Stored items

⁂

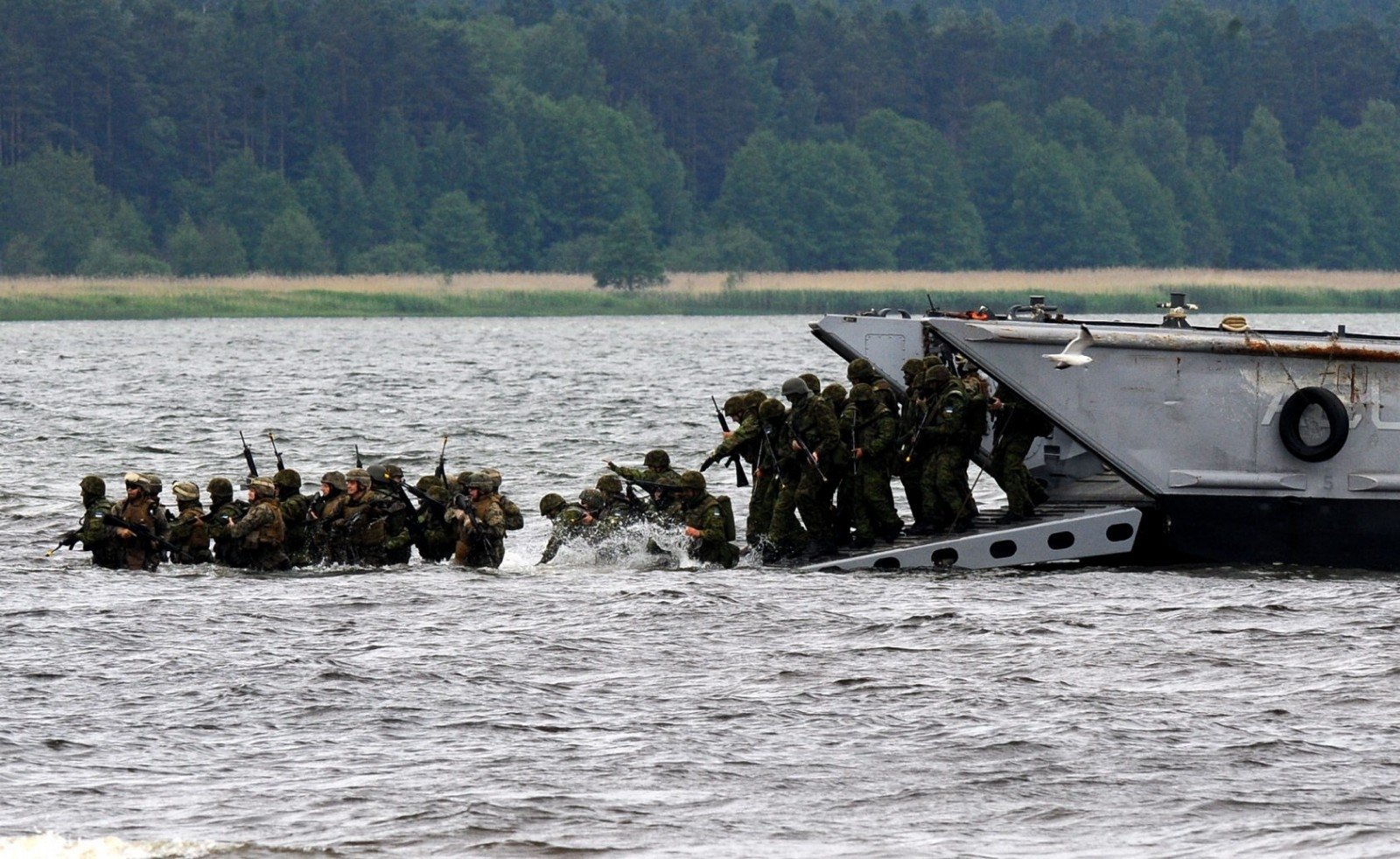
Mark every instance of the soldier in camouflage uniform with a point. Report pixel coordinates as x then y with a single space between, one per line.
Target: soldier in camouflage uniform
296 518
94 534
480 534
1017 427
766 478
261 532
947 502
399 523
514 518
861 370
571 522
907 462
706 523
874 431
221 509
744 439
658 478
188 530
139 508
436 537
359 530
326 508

⁂

▶ [GOAL]: Convert every line of the entries into a numbered list, omitting blank lines and leaving out the pictures.

▶ [ANSWER TO THIS TASK]:
1. Mark every instance of the soldier in camouflage uniform with a point. Report pixel coordinates as x then y with a single space between, one per line.
2. Target: soldier in camouflage uniform
3. 296 518
4. 94 534
5. 480 534
6. 1017 427
7. 766 478
8. 261 532
9. 947 502
10. 399 523
11. 514 518
12. 861 370
13. 571 522
14. 907 462
15. 706 523
16. 874 431
17. 221 509
18. 744 439
19. 658 478
20. 188 530
21. 139 508
22. 436 537
23. 359 530
24. 326 508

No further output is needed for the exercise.